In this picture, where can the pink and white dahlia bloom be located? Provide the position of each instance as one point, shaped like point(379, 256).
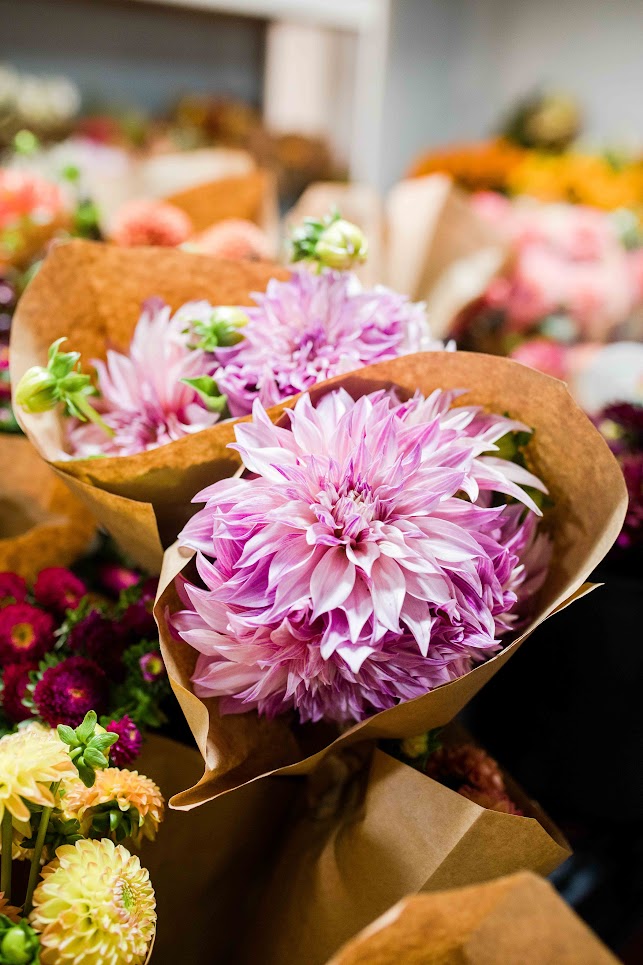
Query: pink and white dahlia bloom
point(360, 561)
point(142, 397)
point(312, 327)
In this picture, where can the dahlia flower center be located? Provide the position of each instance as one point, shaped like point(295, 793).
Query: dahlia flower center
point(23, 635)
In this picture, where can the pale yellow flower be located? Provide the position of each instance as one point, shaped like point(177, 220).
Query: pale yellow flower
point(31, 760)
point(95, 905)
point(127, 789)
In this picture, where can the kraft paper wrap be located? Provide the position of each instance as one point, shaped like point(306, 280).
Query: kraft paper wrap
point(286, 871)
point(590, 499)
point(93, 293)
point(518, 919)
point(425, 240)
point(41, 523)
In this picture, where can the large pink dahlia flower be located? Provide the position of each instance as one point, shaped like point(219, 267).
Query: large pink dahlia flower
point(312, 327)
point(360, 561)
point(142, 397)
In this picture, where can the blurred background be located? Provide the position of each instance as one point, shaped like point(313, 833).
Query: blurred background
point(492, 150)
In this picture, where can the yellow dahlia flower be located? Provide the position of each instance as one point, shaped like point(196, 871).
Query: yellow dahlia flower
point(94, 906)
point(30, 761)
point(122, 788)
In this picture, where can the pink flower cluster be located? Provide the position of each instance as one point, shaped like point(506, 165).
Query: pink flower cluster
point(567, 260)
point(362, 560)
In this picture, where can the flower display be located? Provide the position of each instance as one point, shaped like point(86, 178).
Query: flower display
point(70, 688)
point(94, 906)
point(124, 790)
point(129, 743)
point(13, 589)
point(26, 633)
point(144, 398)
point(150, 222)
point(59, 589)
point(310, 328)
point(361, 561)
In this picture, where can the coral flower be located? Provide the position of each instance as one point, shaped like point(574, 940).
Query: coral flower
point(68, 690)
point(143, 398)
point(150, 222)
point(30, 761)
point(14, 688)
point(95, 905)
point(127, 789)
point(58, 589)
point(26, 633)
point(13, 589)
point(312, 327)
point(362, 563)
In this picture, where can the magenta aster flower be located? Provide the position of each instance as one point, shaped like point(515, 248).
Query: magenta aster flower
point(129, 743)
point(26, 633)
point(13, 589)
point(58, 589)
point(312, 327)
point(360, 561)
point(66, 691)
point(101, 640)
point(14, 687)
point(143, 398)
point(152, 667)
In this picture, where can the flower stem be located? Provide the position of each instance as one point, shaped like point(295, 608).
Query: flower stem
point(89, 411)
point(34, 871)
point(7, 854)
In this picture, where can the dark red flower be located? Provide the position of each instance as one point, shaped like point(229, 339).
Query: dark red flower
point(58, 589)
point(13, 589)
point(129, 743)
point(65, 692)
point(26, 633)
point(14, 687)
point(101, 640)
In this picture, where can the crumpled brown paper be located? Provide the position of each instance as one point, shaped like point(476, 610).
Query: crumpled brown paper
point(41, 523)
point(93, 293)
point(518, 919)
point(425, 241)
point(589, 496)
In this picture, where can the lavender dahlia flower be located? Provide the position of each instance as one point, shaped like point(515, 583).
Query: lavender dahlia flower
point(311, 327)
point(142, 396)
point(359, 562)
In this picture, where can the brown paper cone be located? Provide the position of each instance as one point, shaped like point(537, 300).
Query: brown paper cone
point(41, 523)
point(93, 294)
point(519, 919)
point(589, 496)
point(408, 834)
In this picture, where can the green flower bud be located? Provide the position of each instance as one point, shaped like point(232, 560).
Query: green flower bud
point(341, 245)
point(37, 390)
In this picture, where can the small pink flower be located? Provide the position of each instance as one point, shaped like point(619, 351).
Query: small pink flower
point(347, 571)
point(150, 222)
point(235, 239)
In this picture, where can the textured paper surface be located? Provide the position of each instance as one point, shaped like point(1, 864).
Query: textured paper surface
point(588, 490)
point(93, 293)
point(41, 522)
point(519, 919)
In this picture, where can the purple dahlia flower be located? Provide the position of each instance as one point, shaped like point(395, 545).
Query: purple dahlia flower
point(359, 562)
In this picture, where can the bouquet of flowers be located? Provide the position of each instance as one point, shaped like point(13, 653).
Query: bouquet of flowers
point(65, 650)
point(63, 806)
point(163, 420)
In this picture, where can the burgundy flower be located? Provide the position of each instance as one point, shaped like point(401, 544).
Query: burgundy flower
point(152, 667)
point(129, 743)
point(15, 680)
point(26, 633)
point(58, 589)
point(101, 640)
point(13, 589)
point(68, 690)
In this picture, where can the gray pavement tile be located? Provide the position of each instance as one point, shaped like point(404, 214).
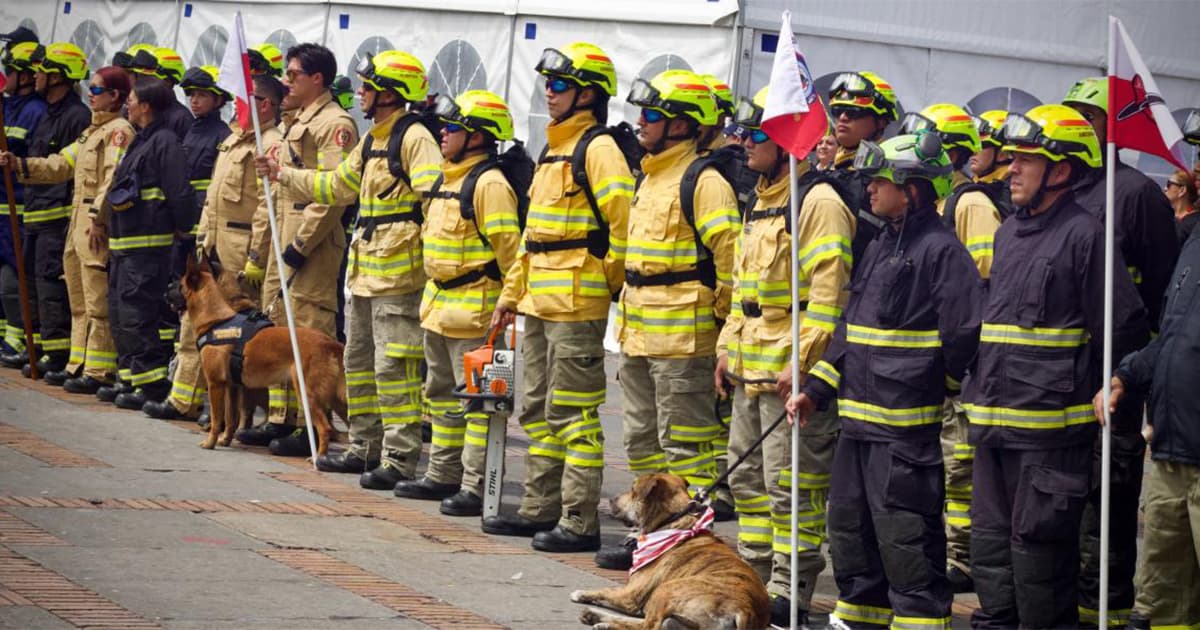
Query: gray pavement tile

+++

## STATED PROBLEM:
Starting at the line that holds "In this picture, where can the lavender", copy each line exactly through the end of the listing, both ends included. Leave the pictures out.

## CORRECT OUTPUT:
In this picture, where can the lavender dahlia flower be located? Provide the position of each instance as one point, shaped like point(515, 583).
Query: lavender dahlia flower
point(311, 327)
point(142, 396)
point(359, 562)
In this picture, where can the brown paper cone be located? Provide the position of each instance as one point, shaped like point(537, 300).
Query: brown paper cone
point(41, 523)
point(93, 294)
point(519, 919)
point(589, 496)
point(408, 834)
In this picture, where can the green flower bud be located? Provide the position of each instance as one point, shaped like point(232, 560).
Query: green flower bud
point(341, 245)
point(37, 390)
In this picture, where can the small pink flower be located? Provide the position of each instance as one point, shaped like point(619, 351).
Query: small pink flower
point(347, 571)
point(150, 222)
point(235, 239)
In this picture, where can the textured paper surface be located? Provide the position of each instance as one point, shaped like point(1, 864).
Query: textured paper surface
point(588, 490)
point(93, 293)
point(41, 522)
point(519, 919)
In this picture, where can the purple dahlia flower be located? Provide the position of each instance as one point, shaped like point(395, 545).
Query: purple dahlia flower
point(359, 562)
In this picture, where can the bouquet of flowers be located? Provide the position of each instance as one point, shaped like point(13, 653).
Query: bouquet of flowers
point(65, 650)
point(63, 806)
point(163, 420)
In this picture, where can the burgundy flower be located? Provide the position of each instance as one point, shaped like point(401, 544).
Query: burgundy flower
point(152, 667)
point(129, 743)
point(15, 680)
point(26, 633)
point(58, 589)
point(101, 640)
point(13, 589)
point(68, 690)
In this picture, where can the gray pavement tile be located? Provide the position of each instance as one point, shaped like point(404, 214).
Query: gray pavement tile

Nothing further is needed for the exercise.